— EXERCISE BRIEF —
Copy the records below verbatim, from the first line through the line containing "31L360 9L230 1L275", inclusive, and output nothing else.

— STUDY MATERIAL —
▬▬▬▬▬▬

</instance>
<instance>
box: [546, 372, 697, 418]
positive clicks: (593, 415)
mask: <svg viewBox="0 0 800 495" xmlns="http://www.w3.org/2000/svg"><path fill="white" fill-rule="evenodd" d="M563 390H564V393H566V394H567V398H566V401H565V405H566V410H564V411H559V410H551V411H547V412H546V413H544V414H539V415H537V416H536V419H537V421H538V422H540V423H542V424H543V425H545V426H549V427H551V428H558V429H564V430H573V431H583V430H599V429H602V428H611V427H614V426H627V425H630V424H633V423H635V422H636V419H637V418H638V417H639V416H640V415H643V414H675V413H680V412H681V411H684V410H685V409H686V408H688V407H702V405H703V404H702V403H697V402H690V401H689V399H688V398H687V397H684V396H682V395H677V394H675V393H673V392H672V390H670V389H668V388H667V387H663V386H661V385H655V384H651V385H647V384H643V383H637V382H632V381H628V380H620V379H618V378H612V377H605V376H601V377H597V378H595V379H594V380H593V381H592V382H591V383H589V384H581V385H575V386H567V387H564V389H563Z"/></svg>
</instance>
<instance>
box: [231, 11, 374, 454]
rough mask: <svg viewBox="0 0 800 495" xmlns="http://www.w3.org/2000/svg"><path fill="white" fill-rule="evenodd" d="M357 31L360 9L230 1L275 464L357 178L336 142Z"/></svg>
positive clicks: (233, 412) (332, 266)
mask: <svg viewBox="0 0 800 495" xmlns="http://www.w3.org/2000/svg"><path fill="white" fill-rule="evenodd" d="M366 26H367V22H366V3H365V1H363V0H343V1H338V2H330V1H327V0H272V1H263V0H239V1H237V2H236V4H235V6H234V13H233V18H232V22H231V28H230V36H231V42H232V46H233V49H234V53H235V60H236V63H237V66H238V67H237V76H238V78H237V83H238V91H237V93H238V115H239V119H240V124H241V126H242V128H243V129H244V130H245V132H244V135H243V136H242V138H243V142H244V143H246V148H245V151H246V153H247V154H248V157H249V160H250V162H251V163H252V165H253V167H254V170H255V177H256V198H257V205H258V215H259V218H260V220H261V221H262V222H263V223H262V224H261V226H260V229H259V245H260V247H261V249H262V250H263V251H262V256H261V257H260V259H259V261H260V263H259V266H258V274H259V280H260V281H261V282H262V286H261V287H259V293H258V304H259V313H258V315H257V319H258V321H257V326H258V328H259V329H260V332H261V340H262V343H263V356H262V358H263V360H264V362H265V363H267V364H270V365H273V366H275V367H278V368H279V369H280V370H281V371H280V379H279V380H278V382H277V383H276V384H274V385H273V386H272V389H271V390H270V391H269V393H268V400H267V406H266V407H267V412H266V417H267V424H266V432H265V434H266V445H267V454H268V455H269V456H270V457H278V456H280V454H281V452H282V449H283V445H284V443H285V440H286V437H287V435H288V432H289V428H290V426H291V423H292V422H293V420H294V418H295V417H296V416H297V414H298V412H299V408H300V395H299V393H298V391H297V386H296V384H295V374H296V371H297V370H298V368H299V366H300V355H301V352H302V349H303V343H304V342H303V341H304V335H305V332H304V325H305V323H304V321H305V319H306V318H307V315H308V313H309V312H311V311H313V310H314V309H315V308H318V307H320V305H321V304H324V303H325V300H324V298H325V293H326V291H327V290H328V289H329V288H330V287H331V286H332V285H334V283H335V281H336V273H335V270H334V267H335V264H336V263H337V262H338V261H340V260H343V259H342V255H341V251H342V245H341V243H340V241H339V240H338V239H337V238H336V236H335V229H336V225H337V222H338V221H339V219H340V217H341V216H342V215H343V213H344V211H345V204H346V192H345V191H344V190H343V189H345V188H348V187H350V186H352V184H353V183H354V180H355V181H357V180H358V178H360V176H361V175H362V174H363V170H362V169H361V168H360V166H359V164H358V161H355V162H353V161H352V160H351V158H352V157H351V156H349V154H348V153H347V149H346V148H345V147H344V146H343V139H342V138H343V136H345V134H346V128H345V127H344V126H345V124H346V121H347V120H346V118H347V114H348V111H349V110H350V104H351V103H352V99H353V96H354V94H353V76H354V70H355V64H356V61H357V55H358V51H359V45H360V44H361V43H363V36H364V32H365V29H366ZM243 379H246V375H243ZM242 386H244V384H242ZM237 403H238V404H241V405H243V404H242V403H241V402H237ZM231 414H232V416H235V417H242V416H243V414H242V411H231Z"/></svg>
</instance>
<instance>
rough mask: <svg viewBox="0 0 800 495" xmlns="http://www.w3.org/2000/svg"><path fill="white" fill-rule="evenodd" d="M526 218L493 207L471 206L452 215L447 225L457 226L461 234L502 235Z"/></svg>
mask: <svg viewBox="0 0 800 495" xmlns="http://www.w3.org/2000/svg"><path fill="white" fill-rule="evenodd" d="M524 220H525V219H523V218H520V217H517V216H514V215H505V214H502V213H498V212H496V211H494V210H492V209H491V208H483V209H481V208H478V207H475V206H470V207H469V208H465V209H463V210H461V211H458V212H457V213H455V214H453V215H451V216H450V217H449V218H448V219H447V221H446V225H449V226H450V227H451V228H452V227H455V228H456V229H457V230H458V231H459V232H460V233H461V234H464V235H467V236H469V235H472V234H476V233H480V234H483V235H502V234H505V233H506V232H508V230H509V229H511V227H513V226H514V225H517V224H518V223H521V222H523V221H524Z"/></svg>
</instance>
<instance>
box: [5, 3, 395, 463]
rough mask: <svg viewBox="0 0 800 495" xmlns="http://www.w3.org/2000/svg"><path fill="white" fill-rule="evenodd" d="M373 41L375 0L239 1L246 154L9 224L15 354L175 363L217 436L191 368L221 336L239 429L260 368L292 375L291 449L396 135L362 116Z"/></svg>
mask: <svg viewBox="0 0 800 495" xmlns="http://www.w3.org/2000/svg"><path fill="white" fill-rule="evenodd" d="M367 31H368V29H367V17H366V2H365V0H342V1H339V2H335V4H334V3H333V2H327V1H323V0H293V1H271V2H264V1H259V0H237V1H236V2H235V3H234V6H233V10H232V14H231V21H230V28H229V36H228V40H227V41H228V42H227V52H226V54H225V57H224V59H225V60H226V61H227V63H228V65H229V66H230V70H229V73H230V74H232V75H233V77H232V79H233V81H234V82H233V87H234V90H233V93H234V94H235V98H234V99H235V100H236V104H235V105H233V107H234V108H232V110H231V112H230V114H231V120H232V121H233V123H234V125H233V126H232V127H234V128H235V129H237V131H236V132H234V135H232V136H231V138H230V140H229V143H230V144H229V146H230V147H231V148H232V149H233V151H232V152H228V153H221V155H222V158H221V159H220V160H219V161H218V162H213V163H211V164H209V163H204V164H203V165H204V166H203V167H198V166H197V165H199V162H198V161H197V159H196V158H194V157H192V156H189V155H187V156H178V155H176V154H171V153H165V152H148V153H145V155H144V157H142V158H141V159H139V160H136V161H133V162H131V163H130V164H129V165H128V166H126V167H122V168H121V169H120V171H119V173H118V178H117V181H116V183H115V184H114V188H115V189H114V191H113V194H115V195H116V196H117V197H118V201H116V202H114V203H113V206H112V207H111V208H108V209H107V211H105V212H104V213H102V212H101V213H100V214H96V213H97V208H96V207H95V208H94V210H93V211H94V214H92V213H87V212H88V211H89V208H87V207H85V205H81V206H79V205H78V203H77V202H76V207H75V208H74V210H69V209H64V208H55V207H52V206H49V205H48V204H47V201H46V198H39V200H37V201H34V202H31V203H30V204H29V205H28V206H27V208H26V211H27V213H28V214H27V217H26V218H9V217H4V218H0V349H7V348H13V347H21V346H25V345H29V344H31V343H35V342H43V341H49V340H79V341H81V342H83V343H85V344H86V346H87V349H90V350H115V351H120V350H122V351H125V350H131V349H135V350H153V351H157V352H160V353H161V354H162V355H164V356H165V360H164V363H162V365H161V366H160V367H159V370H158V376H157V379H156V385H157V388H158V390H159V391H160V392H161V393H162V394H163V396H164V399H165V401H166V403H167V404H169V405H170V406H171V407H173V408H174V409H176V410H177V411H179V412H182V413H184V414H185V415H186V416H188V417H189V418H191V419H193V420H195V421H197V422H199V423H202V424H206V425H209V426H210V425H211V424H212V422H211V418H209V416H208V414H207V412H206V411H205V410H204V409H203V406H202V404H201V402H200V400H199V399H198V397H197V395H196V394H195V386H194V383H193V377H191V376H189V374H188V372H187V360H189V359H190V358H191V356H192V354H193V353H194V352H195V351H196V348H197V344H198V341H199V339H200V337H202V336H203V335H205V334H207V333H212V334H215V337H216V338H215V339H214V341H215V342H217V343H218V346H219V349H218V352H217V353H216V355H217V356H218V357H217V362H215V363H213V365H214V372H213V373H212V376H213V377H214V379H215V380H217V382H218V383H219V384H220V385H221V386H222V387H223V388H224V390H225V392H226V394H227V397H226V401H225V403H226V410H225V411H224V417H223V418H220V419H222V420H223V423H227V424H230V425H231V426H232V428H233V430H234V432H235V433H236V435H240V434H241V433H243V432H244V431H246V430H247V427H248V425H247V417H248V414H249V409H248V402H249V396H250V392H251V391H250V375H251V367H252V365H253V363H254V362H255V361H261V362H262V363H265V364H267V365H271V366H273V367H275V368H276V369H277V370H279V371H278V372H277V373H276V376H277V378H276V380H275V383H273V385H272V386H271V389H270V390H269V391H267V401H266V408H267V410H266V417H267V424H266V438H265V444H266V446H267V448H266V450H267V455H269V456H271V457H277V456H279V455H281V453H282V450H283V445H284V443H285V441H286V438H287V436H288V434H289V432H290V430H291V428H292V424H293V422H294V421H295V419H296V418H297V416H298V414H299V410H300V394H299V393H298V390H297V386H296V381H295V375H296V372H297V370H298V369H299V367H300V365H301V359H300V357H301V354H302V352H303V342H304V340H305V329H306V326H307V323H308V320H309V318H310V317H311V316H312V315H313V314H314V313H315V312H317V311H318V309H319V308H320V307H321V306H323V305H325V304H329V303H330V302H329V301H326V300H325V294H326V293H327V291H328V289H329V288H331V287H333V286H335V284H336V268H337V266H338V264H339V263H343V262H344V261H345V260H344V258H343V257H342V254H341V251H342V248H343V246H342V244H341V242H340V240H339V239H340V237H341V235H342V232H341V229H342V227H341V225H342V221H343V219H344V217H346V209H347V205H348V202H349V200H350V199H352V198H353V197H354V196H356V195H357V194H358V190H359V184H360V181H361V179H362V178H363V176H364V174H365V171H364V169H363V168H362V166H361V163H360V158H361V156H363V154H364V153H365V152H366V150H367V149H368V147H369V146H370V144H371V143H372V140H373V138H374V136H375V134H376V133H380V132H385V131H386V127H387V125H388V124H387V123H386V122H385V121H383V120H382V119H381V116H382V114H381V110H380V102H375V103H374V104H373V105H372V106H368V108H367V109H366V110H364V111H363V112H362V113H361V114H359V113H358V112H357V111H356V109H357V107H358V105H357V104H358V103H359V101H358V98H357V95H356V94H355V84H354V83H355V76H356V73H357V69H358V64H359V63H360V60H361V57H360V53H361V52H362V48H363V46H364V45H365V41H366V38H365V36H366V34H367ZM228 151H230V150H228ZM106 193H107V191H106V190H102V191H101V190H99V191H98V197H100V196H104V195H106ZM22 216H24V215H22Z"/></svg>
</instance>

▬▬▬▬▬▬

— TASK OUTPUT —
</instance>
<instance>
box: [546, 372, 697, 418]
positive clicks: (593, 415)
mask: <svg viewBox="0 0 800 495" xmlns="http://www.w3.org/2000/svg"><path fill="white" fill-rule="evenodd" d="M563 390H564V393H566V394H567V398H566V401H565V405H566V410H564V411H559V410H551V411H547V412H546V413H544V414H539V415H537V416H536V419H537V421H538V422H540V423H542V424H543V425H545V426H549V427H551V428H558V429H564V430H573V431H583V430H599V429H602V428H611V427H614V426H627V425H630V424H633V423H635V422H636V419H637V418H638V417H639V416H640V415H643V414H675V413H680V412H681V411H684V410H685V409H686V408H688V407H702V405H703V404H702V403H697V402H690V401H689V399H688V398H687V397H684V396H682V395H677V394H675V393H673V392H672V390H670V389H668V388H667V387H663V386H661V385H655V384H651V385H647V384H643V383H637V382H632V381H628V380H620V379H618V378H612V377H605V376H601V377H597V378H595V379H594V380H593V381H592V382H591V383H589V384H581V385H575V386H567V387H564V389H563Z"/></svg>
</instance>
<instance>
box: [231, 11, 374, 454]
rough mask: <svg viewBox="0 0 800 495" xmlns="http://www.w3.org/2000/svg"><path fill="white" fill-rule="evenodd" d="M357 31L360 9L230 1L275 464L357 178L336 142Z"/></svg>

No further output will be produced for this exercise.